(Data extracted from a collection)
========================================================================
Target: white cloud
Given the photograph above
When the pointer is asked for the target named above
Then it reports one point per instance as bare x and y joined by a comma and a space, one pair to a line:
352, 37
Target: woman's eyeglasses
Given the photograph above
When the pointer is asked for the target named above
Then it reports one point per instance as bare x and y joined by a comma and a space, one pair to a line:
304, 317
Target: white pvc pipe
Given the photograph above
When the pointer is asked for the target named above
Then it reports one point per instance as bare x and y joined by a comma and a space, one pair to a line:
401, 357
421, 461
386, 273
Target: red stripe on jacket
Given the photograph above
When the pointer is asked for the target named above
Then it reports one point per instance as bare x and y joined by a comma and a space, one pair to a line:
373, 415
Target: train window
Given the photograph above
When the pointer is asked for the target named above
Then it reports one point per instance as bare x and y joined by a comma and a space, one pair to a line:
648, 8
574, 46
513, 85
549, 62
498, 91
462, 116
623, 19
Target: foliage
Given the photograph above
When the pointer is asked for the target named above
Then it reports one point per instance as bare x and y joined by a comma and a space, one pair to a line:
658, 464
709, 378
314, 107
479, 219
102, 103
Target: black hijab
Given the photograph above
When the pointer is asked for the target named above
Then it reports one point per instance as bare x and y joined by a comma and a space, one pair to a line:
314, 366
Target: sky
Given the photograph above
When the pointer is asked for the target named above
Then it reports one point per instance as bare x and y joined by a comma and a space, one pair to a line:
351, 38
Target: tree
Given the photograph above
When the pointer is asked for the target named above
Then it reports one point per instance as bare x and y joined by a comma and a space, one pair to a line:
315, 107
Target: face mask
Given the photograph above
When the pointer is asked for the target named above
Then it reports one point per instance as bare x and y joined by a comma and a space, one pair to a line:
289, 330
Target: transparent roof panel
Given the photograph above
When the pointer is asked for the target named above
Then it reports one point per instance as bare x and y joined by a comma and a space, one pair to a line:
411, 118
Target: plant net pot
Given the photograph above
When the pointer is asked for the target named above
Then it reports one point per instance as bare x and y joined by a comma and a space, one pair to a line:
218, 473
========================================================================
→ What the exercise asks:
Revise the rows from the line with "Target: face mask" through the end of the rows, replacing "pointer" with "locator" and leaving everything else unchanged. Give only those lines.

→ Result of this exercise:
Target: face mask
Given the photograph above
When the locator is asked for the target named above
Then it reports one point per instance as bare x and y joined by a comma and a space, one pair to a line:
289, 330
Target: transparent roof panel
Given the photograph above
When the locator is asked for the target named above
Then it reports one point per instance as bare x and y joined by a comma and a space, one pair to a line:
411, 118
Target: plant net pot
Given the photograph above
When the locator is asked for the target named above
Then it reports one point per instance as bare x and y joined by a comma and a space, one pair to a line:
218, 473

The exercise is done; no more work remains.